### Extracted entries

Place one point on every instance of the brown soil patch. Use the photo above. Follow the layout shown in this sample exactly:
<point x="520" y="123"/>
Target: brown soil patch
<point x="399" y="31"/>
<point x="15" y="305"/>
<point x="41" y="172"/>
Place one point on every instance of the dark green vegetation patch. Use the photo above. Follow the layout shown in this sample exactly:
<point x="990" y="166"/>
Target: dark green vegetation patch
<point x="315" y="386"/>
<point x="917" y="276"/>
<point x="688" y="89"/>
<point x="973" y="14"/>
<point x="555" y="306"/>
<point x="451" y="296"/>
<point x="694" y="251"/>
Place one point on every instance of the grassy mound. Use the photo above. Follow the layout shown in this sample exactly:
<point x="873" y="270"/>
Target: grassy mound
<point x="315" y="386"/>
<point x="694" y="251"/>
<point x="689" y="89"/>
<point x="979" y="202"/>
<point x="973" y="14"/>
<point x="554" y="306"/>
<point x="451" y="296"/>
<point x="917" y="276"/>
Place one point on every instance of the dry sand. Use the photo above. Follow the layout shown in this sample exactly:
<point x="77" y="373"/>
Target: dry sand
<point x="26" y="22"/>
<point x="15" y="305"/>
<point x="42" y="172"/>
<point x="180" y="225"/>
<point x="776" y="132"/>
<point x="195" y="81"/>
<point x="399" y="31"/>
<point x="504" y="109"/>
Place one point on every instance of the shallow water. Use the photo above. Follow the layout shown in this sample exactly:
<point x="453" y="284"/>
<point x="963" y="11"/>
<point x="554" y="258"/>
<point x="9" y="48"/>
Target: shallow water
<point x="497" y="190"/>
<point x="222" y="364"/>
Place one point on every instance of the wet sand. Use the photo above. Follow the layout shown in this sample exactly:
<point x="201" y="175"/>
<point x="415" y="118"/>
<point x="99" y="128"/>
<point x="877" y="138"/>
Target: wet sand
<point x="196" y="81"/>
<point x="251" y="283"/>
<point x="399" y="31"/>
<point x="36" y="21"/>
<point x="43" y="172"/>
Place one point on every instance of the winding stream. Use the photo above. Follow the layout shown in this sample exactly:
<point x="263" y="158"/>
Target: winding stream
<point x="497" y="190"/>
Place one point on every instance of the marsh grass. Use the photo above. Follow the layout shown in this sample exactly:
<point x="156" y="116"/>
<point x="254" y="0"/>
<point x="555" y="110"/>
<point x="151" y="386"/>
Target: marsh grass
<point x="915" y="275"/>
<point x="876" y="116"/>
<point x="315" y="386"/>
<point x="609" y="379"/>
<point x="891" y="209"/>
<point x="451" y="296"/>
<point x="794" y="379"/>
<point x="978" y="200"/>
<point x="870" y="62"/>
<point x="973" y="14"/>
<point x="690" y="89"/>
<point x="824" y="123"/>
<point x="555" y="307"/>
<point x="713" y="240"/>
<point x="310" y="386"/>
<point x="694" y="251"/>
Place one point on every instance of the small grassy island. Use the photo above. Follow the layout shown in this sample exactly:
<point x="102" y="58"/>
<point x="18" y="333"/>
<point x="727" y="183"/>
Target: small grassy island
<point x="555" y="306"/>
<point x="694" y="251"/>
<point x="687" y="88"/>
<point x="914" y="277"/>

######

Written task. Your task is to transcribe the listing above in full, exactly as given.

Written response.
Place one point on every instance of the brown soil patch. Use the photo above. Follow the layout shown in this sample exactly:
<point x="520" y="123"/>
Target: brown soil patch
<point x="399" y="31"/>
<point x="15" y="305"/>
<point x="41" y="172"/>
Place one point on every instance of the dark green vegetation patch. Use the photo above. Follow the layout shown in this sample exactly:
<point x="990" y="166"/>
Target: dark green vegetation patch
<point x="315" y="386"/>
<point x="917" y="276"/>
<point x="688" y="89"/>
<point x="973" y="14"/>
<point x="555" y="306"/>
<point x="451" y="296"/>
<point x="694" y="251"/>
Place one point on every instance of the grassy mound. Use the photo above. Follow the layout shown in this sample exactly:
<point x="873" y="270"/>
Target: grassy mound
<point x="315" y="386"/>
<point x="694" y="251"/>
<point x="689" y="89"/>
<point x="979" y="202"/>
<point x="973" y="14"/>
<point x="554" y="306"/>
<point x="451" y="296"/>
<point x="917" y="276"/>
Place one point on every instance of the dry sand. Use the photo above. Follow the layout shown in this sample exactly:
<point x="77" y="373"/>
Target: dry sand
<point x="26" y="22"/>
<point x="15" y="305"/>
<point x="42" y="172"/>
<point x="180" y="225"/>
<point x="776" y="132"/>
<point x="195" y="81"/>
<point x="399" y="31"/>
<point x="504" y="109"/>
Place one point on every instance of the shallow water. Use the photo above. Follow the layout shown in this sample exactly:
<point x="453" y="284"/>
<point x="963" y="11"/>
<point x="554" y="258"/>
<point x="9" y="48"/>
Target: shallow water
<point x="497" y="190"/>
<point x="222" y="364"/>
Place one point on every instance of the wet sand. Use the photo above. Follow the layout shown in this sample exactly:
<point x="201" y="175"/>
<point x="415" y="118"/>
<point x="99" y="128"/>
<point x="877" y="138"/>
Target: wet sand
<point x="196" y="81"/>
<point x="251" y="283"/>
<point x="399" y="31"/>
<point x="36" y="21"/>
<point x="43" y="172"/>
Place one point on every instance of the winding stream. Use the photo above. Follow the layout shown in this sample exactly:
<point x="263" y="158"/>
Target: winding stream
<point x="497" y="190"/>
Place one point on every instance of the marsh grass. Use the photo above. Follow the layout shown in this sample exactly:
<point x="156" y="116"/>
<point x="254" y="0"/>
<point x="555" y="110"/>
<point x="151" y="386"/>
Target: marsh grass
<point x="915" y="275"/>
<point x="876" y="116"/>
<point x="315" y="386"/>
<point x="609" y="379"/>
<point x="891" y="209"/>
<point x="451" y="296"/>
<point x="794" y="379"/>
<point x="978" y="200"/>
<point x="870" y="62"/>
<point x="973" y="14"/>
<point x="690" y="89"/>
<point x="824" y="123"/>
<point x="555" y="307"/>
<point x="713" y="240"/>
<point x="310" y="386"/>
<point x="694" y="251"/>
Place one point on every instance of the small grassy island. Use the photo above. Follow the layout shown in this sample exactly:
<point x="102" y="58"/>
<point x="18" y="333"/>
<point x="727" y="183"/>
Target: small grassy island
<point x="555" y="306"/>
<point x="694" y="251"/>
<point x="687" y="88"/>
<point x="914" y="277"/>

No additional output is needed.